■ Exercise text ■
We’re now running into a problem we’ve run into before: so-called “intelligent” tokenization. The earliest version of this of which I’m aware is the Penn Treebank tokenization, which assumes sentence splitting has already been done. That way, the end-of-sentence punctuation can be treated differently than other punctuation. Specifically, “Mr. Smith ran. Then he jumped.” gets split into two sentences, “Mr. Smith ran.” and “Then he jumped.”. Now the fun starts. The periods at the end of a sentence are split off into their own token. The period after “Mr” remains, so the tokens are “Mr.”, “Smith”, “ran” and “.”. Note that the Treebank tokenizer also replaces double quotes with either left or right LaTex-style quotes, so there’s no way to reconstruct the underlying text from the tokens. Like many other projects, they also throw away the whitespace information in the data, so there’s no way to train something to do tokenization that’s whitespace sensitive because we just don’t have the whitespace. That’s what you get for releasing data like “John/PN ran/V ./PUNCT” — you just don’t know if there was space between that final verb “ran” and the full stop “.”. You’ll also see their script builds in all sorts of knowledge about English, such as a handful of contractions, so that “cannot” is split out into two tokens, “can” and “not”.
The most recent form of “intelligent” tokenization I’ve seen is perpetrated by UPenn, this time as part of their BioIE project. There, the data’s not even consistently tokenized, because they left it to annotators to decide on token boundaries. They then use statistical chunkers to uncover the tokenizations probabilistically.
Google’s n-gram data is also distributed without a tokenizer. It looks very simple, but there are lots of heuristic boundary conditions that make it very hard to run on new text. Practically speaking, the data’s out of bounds anyway because of its research-only license. Unlike the Penn Treebank or French Treebank, there’s no option to buy commercial licenses.
I’ve just been struggling with the French Treebank, which follows the Penn Treebank’s lead in using “intelligent” tokenization. The problem for us is that we don’t know French, so we can’t quite read the technical docs (in French), nor induce from the corpus how tokenization was done.

■ Exercises to complete ■
• 1. Shorten the paragraph of the tokenization text that begins "Google’s n-gram data is also distributed", keeping its main facts.
• 2. Reproduce the tokenization text between "I’ve just been" and "tokenization was done.", inclusive.

■ Record extracts ■
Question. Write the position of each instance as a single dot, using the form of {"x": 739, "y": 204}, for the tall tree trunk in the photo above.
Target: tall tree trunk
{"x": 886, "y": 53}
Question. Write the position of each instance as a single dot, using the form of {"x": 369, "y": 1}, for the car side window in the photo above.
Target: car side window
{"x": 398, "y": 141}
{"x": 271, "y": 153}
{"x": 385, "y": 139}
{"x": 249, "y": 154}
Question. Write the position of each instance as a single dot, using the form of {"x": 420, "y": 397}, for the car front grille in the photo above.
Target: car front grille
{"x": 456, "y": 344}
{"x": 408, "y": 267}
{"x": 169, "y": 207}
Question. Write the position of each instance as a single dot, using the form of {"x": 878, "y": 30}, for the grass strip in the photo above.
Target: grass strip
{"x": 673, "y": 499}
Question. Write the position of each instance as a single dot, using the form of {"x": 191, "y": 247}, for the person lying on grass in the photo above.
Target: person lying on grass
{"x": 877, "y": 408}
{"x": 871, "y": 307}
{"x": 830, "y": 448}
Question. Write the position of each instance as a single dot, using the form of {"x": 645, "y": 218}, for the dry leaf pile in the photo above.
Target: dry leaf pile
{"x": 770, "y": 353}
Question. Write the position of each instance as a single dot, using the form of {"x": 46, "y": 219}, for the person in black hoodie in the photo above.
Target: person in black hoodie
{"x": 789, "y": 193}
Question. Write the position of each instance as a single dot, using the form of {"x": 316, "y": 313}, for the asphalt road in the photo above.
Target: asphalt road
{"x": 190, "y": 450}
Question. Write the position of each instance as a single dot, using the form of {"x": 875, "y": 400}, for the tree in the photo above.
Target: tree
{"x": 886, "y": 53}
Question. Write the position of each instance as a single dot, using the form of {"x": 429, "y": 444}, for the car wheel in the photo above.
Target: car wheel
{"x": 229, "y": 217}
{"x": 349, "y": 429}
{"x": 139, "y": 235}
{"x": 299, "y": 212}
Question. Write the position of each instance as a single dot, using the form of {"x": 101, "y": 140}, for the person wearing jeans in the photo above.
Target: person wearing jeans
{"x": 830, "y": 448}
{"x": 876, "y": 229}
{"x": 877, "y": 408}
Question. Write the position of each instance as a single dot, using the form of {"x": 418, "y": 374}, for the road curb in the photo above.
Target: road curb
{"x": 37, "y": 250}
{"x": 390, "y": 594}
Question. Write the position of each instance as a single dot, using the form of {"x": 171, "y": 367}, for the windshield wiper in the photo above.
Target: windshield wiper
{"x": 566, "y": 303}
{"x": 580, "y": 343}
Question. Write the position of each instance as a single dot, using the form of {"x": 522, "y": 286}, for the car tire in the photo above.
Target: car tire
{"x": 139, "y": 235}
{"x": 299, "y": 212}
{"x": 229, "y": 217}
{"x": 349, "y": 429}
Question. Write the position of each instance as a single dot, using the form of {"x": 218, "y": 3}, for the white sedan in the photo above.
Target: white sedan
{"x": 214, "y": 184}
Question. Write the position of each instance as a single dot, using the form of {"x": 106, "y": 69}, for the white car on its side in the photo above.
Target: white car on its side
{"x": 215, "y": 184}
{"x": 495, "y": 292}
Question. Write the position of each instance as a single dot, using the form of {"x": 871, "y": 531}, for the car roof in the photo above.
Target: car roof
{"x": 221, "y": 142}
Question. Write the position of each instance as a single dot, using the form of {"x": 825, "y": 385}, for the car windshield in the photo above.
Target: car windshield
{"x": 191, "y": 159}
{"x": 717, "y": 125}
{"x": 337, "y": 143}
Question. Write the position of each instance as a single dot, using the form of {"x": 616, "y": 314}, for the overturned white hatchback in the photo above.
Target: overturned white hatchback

■ Your responses ■
• 1. Google’s n-gram data comes without a tokenizer. Its tokenization looks simple, but many heuristic boundary conditions make it hard to apply to new text. Its research-only license puts it out of bounds in practice anyway. Unlike the Penn Treebank and French Treebank, it has no option for a commercial license.

• 2.
I’ve just been struggling with the French Treebank, which follows the Penn Treebank’s lead in using “intelligent” tokenization. The problem for us is that we don’t know French, so we can’t quite read the technical docs (in French), nor induce from the corpus how tokenization was done.